Annotated coordinate data:

====

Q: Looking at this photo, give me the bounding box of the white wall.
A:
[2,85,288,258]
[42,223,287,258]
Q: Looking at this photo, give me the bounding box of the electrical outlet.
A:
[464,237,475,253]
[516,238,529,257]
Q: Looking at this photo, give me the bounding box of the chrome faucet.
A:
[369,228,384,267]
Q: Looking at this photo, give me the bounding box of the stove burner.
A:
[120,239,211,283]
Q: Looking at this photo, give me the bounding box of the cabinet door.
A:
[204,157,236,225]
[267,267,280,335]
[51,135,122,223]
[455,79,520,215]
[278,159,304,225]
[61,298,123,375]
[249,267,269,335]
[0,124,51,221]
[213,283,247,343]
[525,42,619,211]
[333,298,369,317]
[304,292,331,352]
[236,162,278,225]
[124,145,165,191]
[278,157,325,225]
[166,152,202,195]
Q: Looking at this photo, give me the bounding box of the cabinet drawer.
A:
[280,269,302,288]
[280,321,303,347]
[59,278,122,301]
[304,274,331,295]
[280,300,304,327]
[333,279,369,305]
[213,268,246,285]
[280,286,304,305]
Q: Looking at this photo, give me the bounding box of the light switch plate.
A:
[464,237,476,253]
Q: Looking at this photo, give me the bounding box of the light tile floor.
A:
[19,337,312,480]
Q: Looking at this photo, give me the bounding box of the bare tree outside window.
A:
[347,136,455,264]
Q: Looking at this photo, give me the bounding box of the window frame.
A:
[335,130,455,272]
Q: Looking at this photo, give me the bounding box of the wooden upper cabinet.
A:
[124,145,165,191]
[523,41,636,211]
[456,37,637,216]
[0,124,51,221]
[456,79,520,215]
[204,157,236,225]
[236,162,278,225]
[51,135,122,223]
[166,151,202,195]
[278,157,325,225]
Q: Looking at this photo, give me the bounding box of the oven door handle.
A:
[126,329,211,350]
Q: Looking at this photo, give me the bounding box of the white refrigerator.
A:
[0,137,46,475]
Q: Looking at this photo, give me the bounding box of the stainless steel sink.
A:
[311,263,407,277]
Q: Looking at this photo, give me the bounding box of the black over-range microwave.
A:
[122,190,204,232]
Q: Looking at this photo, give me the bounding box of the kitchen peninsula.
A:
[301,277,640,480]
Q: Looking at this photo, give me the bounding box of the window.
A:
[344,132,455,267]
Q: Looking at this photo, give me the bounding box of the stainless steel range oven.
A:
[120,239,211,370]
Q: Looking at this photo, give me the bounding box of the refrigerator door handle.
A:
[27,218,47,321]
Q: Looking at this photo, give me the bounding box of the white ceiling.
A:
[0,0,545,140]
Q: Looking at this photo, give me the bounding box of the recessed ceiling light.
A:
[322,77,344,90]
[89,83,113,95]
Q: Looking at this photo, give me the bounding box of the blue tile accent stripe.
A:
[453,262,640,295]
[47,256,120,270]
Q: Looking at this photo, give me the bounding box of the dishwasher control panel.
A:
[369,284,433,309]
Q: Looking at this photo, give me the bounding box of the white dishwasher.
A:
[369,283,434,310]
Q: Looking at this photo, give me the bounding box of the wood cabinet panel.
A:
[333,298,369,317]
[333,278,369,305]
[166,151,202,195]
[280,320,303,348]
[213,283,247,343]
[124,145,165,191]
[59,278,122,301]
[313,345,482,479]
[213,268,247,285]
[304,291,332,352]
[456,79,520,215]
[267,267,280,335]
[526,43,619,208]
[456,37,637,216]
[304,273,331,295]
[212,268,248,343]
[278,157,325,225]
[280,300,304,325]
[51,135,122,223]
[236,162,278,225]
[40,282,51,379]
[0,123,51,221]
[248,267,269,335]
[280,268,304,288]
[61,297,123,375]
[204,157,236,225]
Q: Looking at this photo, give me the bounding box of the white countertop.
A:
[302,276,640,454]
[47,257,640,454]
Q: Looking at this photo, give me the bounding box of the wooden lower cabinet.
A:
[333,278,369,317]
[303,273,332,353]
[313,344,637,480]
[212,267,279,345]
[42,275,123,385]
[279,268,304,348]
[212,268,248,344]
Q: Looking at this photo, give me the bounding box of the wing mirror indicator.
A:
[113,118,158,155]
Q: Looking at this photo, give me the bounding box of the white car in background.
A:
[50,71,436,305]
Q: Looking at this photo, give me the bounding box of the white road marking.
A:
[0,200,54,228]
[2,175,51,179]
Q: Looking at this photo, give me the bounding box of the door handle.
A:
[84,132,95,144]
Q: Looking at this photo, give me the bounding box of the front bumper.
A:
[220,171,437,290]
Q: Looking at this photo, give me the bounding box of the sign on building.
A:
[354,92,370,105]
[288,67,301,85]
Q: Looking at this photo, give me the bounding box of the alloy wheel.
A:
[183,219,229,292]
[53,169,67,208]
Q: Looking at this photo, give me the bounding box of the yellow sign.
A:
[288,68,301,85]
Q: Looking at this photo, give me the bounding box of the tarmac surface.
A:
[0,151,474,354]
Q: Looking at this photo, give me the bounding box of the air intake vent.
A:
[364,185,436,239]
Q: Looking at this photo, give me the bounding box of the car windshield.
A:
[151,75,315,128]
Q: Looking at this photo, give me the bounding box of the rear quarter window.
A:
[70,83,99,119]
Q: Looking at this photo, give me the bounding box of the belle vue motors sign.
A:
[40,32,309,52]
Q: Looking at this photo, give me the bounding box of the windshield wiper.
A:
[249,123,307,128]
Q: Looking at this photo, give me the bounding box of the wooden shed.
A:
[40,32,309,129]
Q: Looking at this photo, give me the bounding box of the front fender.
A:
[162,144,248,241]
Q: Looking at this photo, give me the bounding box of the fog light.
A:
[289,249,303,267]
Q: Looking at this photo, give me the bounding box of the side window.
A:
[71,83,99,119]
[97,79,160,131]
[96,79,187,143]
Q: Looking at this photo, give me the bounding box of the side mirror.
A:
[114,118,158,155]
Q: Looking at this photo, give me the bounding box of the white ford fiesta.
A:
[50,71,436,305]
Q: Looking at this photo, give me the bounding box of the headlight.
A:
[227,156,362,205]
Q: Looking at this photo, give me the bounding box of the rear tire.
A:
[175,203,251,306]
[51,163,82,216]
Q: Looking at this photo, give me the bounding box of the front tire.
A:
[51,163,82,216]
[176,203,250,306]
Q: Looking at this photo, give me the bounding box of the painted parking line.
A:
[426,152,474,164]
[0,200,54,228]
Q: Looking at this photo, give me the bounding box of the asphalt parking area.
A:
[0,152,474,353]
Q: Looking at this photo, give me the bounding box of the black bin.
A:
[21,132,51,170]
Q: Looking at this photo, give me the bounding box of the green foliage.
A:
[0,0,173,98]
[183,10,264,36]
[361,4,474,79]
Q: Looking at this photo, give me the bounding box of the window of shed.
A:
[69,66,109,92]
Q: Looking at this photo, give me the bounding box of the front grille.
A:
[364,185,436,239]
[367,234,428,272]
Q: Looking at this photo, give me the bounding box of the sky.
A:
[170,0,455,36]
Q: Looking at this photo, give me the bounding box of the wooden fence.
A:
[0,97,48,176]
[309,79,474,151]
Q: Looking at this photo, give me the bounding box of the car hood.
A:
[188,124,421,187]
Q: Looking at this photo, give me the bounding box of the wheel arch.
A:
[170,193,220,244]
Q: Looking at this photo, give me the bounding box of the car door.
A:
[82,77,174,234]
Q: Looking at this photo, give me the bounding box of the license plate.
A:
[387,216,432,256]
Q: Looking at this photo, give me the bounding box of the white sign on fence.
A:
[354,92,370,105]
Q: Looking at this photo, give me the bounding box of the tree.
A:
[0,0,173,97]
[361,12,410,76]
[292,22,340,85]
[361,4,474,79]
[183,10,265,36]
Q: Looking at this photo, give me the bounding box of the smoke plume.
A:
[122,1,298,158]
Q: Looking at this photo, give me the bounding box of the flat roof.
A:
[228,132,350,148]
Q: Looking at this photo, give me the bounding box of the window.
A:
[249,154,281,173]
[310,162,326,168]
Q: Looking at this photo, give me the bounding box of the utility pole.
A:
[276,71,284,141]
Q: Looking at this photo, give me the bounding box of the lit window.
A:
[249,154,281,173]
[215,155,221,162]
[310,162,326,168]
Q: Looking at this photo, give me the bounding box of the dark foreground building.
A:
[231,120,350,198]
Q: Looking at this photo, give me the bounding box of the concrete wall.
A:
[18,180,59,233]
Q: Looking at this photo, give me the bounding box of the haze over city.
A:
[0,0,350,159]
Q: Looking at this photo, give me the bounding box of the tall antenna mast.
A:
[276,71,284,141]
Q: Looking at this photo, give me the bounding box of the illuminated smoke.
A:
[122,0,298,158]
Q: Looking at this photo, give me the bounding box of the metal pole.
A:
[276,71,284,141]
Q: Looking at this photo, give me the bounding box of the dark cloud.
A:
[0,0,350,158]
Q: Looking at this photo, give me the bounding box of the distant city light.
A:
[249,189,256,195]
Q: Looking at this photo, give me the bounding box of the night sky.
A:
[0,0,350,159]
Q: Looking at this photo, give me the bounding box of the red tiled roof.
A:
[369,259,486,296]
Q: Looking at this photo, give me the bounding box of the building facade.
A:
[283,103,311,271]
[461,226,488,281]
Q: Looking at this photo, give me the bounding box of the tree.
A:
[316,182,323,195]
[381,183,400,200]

====

• _STATED GOAL_:
Can you rewrite the material from its first line through the line containing "[120,239,211,283]", swapping "chrome faucet" for "brass faucet" and keeping everything else the same?

• _RESPONSE FOR THIS EXERCISE_:
Q: Looking at this photo, give me the bounding box of the white wall.
A:
[2,85,288,258]
[42,223,287,258]
Q: Looking at this photo, give me the bounding box of the electrical outlet.
A:
[464,237,475,253]
[516,238,529,257]
Q: Looking at this photo, give me the bounding box of the brass faucet.
A:
[369,228,384,267]
Q: Looking at this photo, give me the bounding box of the stove burner.
A:
[120,239,211,283]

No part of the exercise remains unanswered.